### SELECTED PASSAGE
_ _ _ _
2/06/09--Oxford University conferred upon Boston College Law School Professor David A. Wirth the title of visiting professor of Geography last semester.

2/06/09--In recognition of the popularity of a workshop he has developed for environmental law science and policy students, Oxford University conferred upon Boston College Law School Professor David A. Wirth the title of visiting professor of Geography last semester. This formal affiliation with the historic English university, which lasts until October 2013, ensures that Wirth will be able to build upon a mentoring relationship he has forged in recent years with the students and faculty at the Centre for the Environment at Oxford.

Drawing on his experiences as a member of the Council on Foreign Relations and as a former senior attorney at the National Resources Defense Council, Wirth has every year since 2003 visited the Centre in order to run a rigorous, two-day workshop, including a simulated multilateral negotiation for students pursuing an MSc in Nature, Society and Environmental Policy.

"[Wirth's] commitment to our MSc programs has allowed us to develop a truly global perspective on environmental policy and regulation," said Gordon Clark, Halford Mackinder Professor of Geography at the School of Geography and the Environment at Oxford University. "We greatly admire his ability to combine the realities of international negotiation with a deep understanding of the science of the environment."

"It has been exciting for me to engage with students in this simulation each year," said Wirth. "The quality of the students' work rivals what I've seen at [United Nations] Security Council."

Students come from all over the world to take part in the Nature, Society, and Environmental Policy graduate program. The twenty-eight students in the most recent graduating class hailed from fourteen different countries. Alums of MSc program that participated in Wirth's simulation include Ian Bowles, now the secretary of energy and environmental affairs for the Commonwealth of Massachusetts with whom Wirth co-taught the seminar for several years.
_ _ _ _
### PROVIDED RECORDS
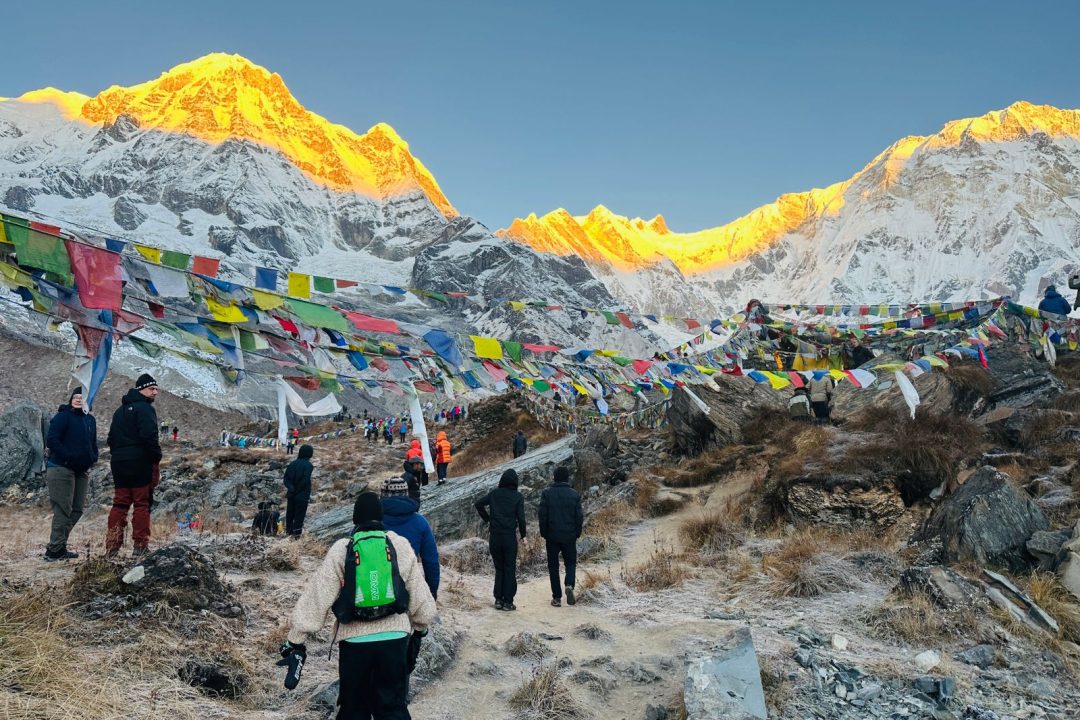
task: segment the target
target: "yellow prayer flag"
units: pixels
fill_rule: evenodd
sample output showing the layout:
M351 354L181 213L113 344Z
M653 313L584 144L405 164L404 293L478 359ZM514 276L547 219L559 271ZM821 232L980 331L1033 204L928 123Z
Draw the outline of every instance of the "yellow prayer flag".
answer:
M240 311L240 308L233 304L221 304L214 300L214 298L206 298L206 307L210 308L211 315L214 320L221 323L246 323L247 316Z
M135 245L135 249L138 250L139 255L145 257L150 262L157 262L158 264L161 264L161 250L159 250L157 247L148 247L146 245L139 245L137 243L133 244Z
M481 338L475 335L470 335L473 341L473 349L476 352L476 357L486 357L488 359L502 359L502 345L495 338Z
M285 298L275 293L256 290L255 288L252 288L252 299L255 300L255 307L259 310L273 310L274 308L280 308L285 302Z
M302 272L288 273L288 294L294 298L311 297L311 275Z

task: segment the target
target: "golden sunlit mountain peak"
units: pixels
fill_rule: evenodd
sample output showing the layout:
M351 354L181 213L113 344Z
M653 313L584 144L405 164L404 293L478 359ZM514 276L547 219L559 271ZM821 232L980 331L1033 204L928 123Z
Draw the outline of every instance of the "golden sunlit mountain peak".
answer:
M498 234L541 252L603 258L624 270L667 258L684 274L697 274L743 260L809 222L836 215L843 207L847 190L861 178L873 180L875 187L887 190L920 148L953 147L966 139L1007 142L1036 133L1080 138L1080 111L1021 101L978 118L955 120L935 135L913 135L897 140L848 180L783 194L717 228L672 232L663 216L658 215L652 220L631 219L597 205L585 216L569 218L573 227L568 226L565 210L556 210L539 218L530 214L526 221L514 220ZM576 242L566 242L569 237L575 237Z
M363 135L308 111L270 72L241 55L211 53L130 87L89 98L53 89L19 100L52 103L93 124L134 119L141 128L207 142L247 140L281 152L309 178L334 190L386 199L420 189L446 216L457 210L408 145L386 123Z

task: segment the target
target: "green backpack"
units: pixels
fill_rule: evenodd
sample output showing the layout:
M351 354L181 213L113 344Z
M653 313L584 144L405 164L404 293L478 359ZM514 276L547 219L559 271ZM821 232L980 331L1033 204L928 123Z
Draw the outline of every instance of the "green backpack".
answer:
M357 530L346 545L345 585L333 606L340 623L370 622L408 612L397 552L382 530Z

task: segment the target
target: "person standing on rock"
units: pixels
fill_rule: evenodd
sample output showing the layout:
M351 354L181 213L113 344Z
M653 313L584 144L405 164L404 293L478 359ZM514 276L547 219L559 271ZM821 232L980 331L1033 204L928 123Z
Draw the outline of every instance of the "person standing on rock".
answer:
M499 487L476 503L476 512L488 524L488 549L495 565L495 609L517 610L517 538L525 538L525 498L517 491L517 473L508 470Z
M297 540L303 532L303 518L308 515L311 501L311 457L315 449L301 445L296 460L285 468L285 534Z
M525 438L525 433L517 431L513 443L514 458L521 458L529 450L529 441Z
M105 553L114 556L124 544L127 511L132 511L133 557L146 555L150 545L150 503L157 485L161 443L158 440L158 413L153 398L158 381L144 372L127 391L109 425L108 444L112 452L112 510L109 511Z
M435 600L424 582L416 553L405 538L387 531L382 520L379 497L362 492L352 508L355 525L352 535L334 543L308 580L293 610L288 636L281 647L283 660L280 665L299 664L302 667L308 656L308 639L323 628L327 613L334 610L339 623L336 637L340 638L338 720L408 720L409 635L426 635L428 626L436 620ZM386 614L365 607L365 615L375 619L363 620L356 611L361 610L360 602L369 596L357 581L359 569L349 560L364 554L368 547L381 548L381 544L386 545L389 567L384 562L373 567L373 572L379 579L389 574L394 579L394 587L399 584L404 587L395 593L392 606L382 606ZM364 557L370 555L364 554ZM390 578L387 581L390 584Z
M53 505L53 528L45 548L45 560L79 557L68 549L71 529L82 517L86 501L87 471L97 462L97 421L82 400L82 388L71 391L67 405L57 409L45 437L49 462L45 485Z
M446 432L440 431L435 436L435 474L438 476L438 485L446 483L446 468L450 466L450 441L446 438Z
M382 484L382 525L408 541L423 566L423 579L431 597L438 599L438 547L435 533L428 519L420 515L420 503L408 495L408 485L400 477L387 478ZM416 668L423 636L414 633L408 639L408 671Z
M555 483L540 494L539 530L548 551L548 575L551 579L551 603L563 604L563 590L558 583L558 556L566 566L566 604L573 604L575 575L578 567L578 538L584 515L581 495L570 487L570 471L555 468Z

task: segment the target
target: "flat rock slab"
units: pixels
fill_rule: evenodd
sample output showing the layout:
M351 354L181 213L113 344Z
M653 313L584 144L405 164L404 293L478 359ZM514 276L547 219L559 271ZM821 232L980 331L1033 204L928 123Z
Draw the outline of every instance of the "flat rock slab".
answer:
M761 669L748 627L718 642L716 652L690 661L683 683L687 720L765 720Z

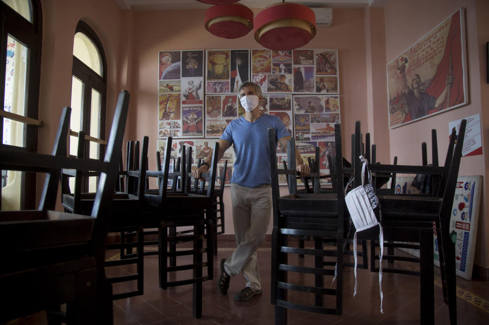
_ _ _ _
### ACTIVITY LIST
1. According to the article about David Wirth's Oxford appointment, how long does his formal affiliation with Oxford University last?
2. Write the next few sentences of the article about David Wirth's Oxford appointment, picking up after its final sentence.

### EXPECTED RESPONSES
1. Until October 2013.

2.
Most students taking part in the simulation act as representatives of a participating nation's delegation. These delegations must form a consensus on international requirements for the trade of toxic pesticides and chemicals that kill thousands of people in the developing world every year. Wirth serves as an impartial chairman, and a handful of students act as "nongovernmental observers" - representatives of nonprofits, chemical companies, and trade associations with the same rights to speak from the floor as the national delegations.

Wirth in recent years has begun leading the simulation for his environmental law students at BC Law as well. One of those students was Matthew Hoisington, Law 2009, who has taken three of Wirth's classes: International Law, US Foreign Relations, and Trade and the Environment. "[The simulation] was very indicative of the difficulty in negotiating an international agreement," he said. "Professor Wirth does a great job of setting up the different facts given to each participant - i.e. making sure that they are sufficiently polarizing."

Hoisington worked at the United Nations Headquarters last summer and said he was struck by a similarity between how deals were ironed out there and how a compromise was reached in Wirth’s negotiation.

In Wirth's simulation, "students were able to see the difficulty of negotiating in a formal setting compared to the relative ease of hashing out solutions during the so-called coffee breaks that Prof. Wirth suggested we take," said Hoisington. Similarly, at the UN, "most of the substantive negotiations took place in the small room that adjoins the Security Council chamber, outside the eye of the camera," he said.

Wirth next plans to run the simulation at BC Law in Spring 2009 for the new 1L course in globalization and this coming spring for Oxford's graduate students.